- Source:
○ ○ ○ ○ ○ ○ ○
# Can Titanium frames be painted ?



## moonmoth (Nov 8, 2008)

Why is it that most Ti frames I see out on the road (Litespeed, Merlin, Moots, Dean, etc.) have that clear-coated metallic look and are not painted? Not that this is a bad thing but I'm wondering if Ti frames are difficult to paint, or are they putting the Ti and the welds on display?


----------



## Marc (Jan 23, 2005)

Showing off metal. Also getting frames painted can run into $$$


----------



## jmlapoint (Sep 4, 2008)

Why paint it...the bare metal looks so nice.

john


----------



## onlineflyer (Aug 8, 2005)

Lynskey offers painted frames. They are expensive but purdy.


----------



## backinthesaddle (Nov 22, 2006)

Powdercoat is your friend...


----------



## FatTireFred (Jan 31, 2005)

sure they can, iirc it might just take a bit more prep... look at serottas, tons of those were painted


----------



## Jay Strongbow (May 8, 2010)

What they said. And from a practical angle, there is no need to protect ti so why bother.


----------



## Kerry Irons (Feb 25, 2002)

*Pros and cons*



moonmoth said:


> Why is it that most Ti frames I see out on the road (Litespeed, Merlin, Moots, Dean, etc.) have that clear-coated metallic look and are not painted? Not that this is a bad thing but I'm wondering if Ti frames are difficult to paint, or are they putting the Ti and the welds on display?


Paint adds cost, adds weight, and gets nicked and scraped. A brush finish Ti frame is almost impossible to scuff and can be "repaired" with a ScotchBrite pad. And of course lots of people want to show off their Ti frame. BTW there is no clear coat on an exposed Ti frame. Just a brushed finish of bare metal, which does not corrode so there's no clear coat needed (unless you're desperate to protect the decals).


----------



## armybikerider (Oct 27, 2009)

Painting Ti is like painting 14 ct gold earrings..........it can be done but why ruin the look?


----------



## padawan716 (Mar 22, 2008)

If you paint it, how will people know it's titanium and not just cheap-o steel?


----------



## Mootsie (Feb 4, 2004)

Glad you asked before you did what one previous poster did to his Ti. Don't let this happen to you. I cry everytime I look at this.
○ ○ ○ ○ ○ ○ ○
- Data rows:
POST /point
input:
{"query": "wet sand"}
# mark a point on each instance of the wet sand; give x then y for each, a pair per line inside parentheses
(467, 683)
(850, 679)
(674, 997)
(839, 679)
○ ○ ○ ○ ○ ○ ○
- Your tasks:
- 1) In the thread on painting titanium frames, what does Kerry Irons say can be used to "repair" a brush-finish Ti frame?
- 2) Which bicycle frame makers are named anywhere in the thread on painting titanium frames? List all of them.

- Responses to the tasks:
- 1) A ScotchBrite pad.

- 2) Litespeed, Merlin, Moots, Dean, Lynskey, Serotta